▶ **LISTA DE TAREFAS**
A. Transcreva do texto sobre Capitu o trecho que vai de "Bentinho era filho" até "governado por Capitu.", inclusive.
B. Reescreva de forma mais breve o parágrafo do texto sobre Capitu que começa com "Capitu é um ser misterioso", mantendo os fatos principais.

Capitu é um ser misterioso, que não se revela inteiramente. Quando Bento pensa ter captado o que ocorre na alma da amada, esta mostra uma face desconhecida, desmontando o quebra-cabeça quase completo. José Dias, homem perspicaz, percebe o caráter ambíguo e sedutor de Capitu já nos primeiros anos de convívio. Certa vez, adverte Bentinho: "Você já reparou nos olhos dela? São assim de cigana oblíqua e dissimulada."

Bentinho era filho de D. Glória, viúva beata, que o cercava de muitos mimos. Viviam sob a proteção de D. Glória Justina, o tio Cosme e José Dias, um agregado. Desde criança, Bentinho amara Capitolina, menina que morava numa casa modesta, ao lado da sua rica residência. Aos 14 anos, Bentinho já estava completamente apaixonado e era governado por Capitu. 


Leia os trechos a seguir e observe o comportamento da jovem Capitu. 

Trecho I 

Capitu deu-me as costas, voltando-se para o espelhinho. Peguei-lhe dos cabelos, colhi-os todos e entrei a alisá-los com o pente, desde a testa até as últimas pontas, que lhe desciam à cintura. Em pé não dava jeito: não esquecestes que ela era um nadinha mais alta que eu, mas ainda que fosse da mesma altura. Pedi-lhe que se sentasse. 
— Senta aqui, é melhor. 
Sentou-se. "Vamos ver o grande cabeleireiro", disse-me rindo. Continuei a alisar os cabelos, com muito cuidado, e dividi-os em duas porções iguais, para compor as duas tranças. 
Não as fiz logo, nem assim depressa, como podem supor os cabeleireiros de ofício, mas devagar, devagarinho, saboreando pelo tacto aqueles fios grossos, que eram parte dela. O trabalho era atrapalhado, às vezes por desazo, outras de propósito para desfazer o feito e refazê-lo. Os dedos roçavam na nuca da pequena ou nas espáduas vestidas de chita, e a sensação era um deleite. Mas, enfim, os cabelos iam acabando, por mais que eu os quisesse intermináveis. Não pedi ao céu que eles fossem tão longos como os da Aurora, porque não conhecia ainda esta divindade que os velhos poetas me apresentaram depois; mas, desejei penteá-los por todos os séculos dos séculos, tecer duas tranças que pudessem envolver o infinito por um número inominável de vezes. Se isto vos parecer enfático, desgraçado leitor, é que nunca penteastes uma pequena, nunca pusestes as mãos adolescentes na jovem cabeça de uma ninfa... [...] Enfim, acabei as duas tranças. Onde estava a fita para atar-lhes as pontas? Em cima da mesa, um triste pedaço de fita enxovalhada. Juntei as pontas das tranças, uni-as por um laço, retoquei a obra, alargando aqui, achatando ali, até que exclamei: 
— Pronto!

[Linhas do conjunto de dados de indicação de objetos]
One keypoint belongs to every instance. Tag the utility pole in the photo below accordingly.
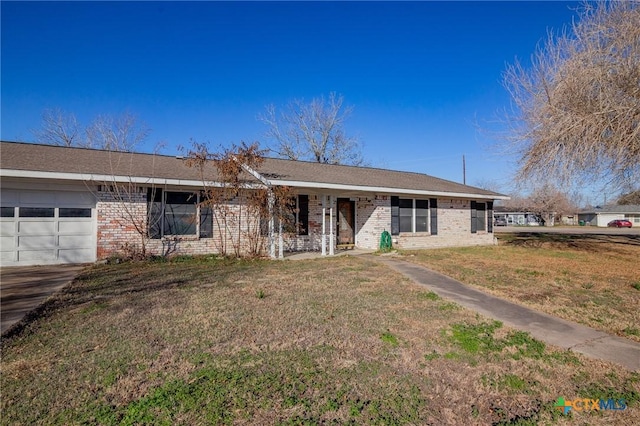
(464, 171)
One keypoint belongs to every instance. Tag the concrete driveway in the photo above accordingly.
(24, 288)
(577, 230)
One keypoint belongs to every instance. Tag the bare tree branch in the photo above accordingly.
(312, 131)
(576, 110)
(59, 128)
(122, 133)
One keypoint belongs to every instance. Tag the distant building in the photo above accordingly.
(601, 216)
(504, 216)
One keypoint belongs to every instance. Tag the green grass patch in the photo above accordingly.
(479, 339)
(389, 339)
(428, 295)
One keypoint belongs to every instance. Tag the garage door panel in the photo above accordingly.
(74, 241)
(36, 227)
(75, 199)
(36, 255)
(49, 227)
(36, 242)
(7, 243)
(76, 255)
(38, 198)
(75, 228)
(7, 256)
(7, 228)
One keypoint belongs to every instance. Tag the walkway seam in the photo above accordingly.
(542, 326)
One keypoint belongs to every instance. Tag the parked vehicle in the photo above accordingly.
(620, 223)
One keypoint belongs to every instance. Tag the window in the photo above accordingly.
(302, 219)
(422, 215)
(406, 215)
(7, 211)
(178, 213)
(478, 217)
(297, 221)
(409, 215)
(36, 212)
(74, 212)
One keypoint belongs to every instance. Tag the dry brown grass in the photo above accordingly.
(590, 279)
(254, 342)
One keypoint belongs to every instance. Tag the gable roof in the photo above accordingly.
(46, 161)
(625, 208)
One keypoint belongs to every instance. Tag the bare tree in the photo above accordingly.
(241, 203)
(632, 197)
(576, 109)
(313, 131)
(544, 201)
(59, 128)
(120, 133)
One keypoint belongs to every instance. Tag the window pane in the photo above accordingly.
(406, 203)
(180, 219)
(206, 222)
(422, 204)
(405, 224)
(36, 212)
(155, 220)
(421, 223)
(7, 211)
(481, 216)
(181, 198)
(72, 212)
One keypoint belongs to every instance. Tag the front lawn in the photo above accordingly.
(590, 279)
(341, 340)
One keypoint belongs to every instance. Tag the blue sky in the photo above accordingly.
(419, 74)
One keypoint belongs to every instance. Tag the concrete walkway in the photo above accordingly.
(549, 329)
(24, 288)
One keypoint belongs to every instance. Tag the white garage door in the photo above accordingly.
(47, 227)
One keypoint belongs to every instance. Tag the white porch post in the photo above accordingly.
(280, 241)
(331, 242)
(272, 241)
(324, 226)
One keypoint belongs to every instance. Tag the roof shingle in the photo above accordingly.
(57, 159)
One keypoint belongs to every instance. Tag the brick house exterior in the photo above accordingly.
(338, 206)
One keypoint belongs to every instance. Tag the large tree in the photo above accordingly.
(312, 131)
(114, 133)
(576, 107)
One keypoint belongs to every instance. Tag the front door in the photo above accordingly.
(346, 221)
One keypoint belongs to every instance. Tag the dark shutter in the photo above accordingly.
(303, 215)
(206, 222)
(490, 216)
(474, 215)
(154, 212)
(433, 211)
(395, 215)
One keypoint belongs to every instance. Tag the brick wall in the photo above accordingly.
(454, 229)
(118, 215)
(117, 222)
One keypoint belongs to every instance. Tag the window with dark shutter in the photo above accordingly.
(395, 215)
(303, 215)
(154, 212)
(474, 214)
(433, 204)
(490, 216)
(422, 215)
(481, 210)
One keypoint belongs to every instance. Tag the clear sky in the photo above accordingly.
(418, 74)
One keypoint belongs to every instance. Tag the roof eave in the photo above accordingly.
(363, 188)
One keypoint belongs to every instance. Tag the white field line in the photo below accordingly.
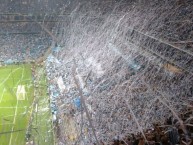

▶ **RESPOSTAS**
A.
Bentinho era filho de D. Glória, viúva beata, que o cercava de muitos mimos. Viviam sob a proteção de D. Glória Justina, o tio Cosme e José Dias, um agregado. Desde criança, Bentinho amara Capitolina, menina que morava numa casa modesta, ao lado da sua rica residência. Aos 14 anos, Bentinho já estava completamente apaixonado e era governado por Capitu.

B. Capitu é misteriosa e não se revela por inteiro. Quando Bento acha que entendeu a alma dela, ela mostra uma face desconhecida. Desde os primeiros anos de convívio, o perspicaz José Dias nota o caráter ambíguo e sedutor de Capitu. Ele alerta Bentinho de que ela tem olhos "de cigana oblíqua e dissimulada".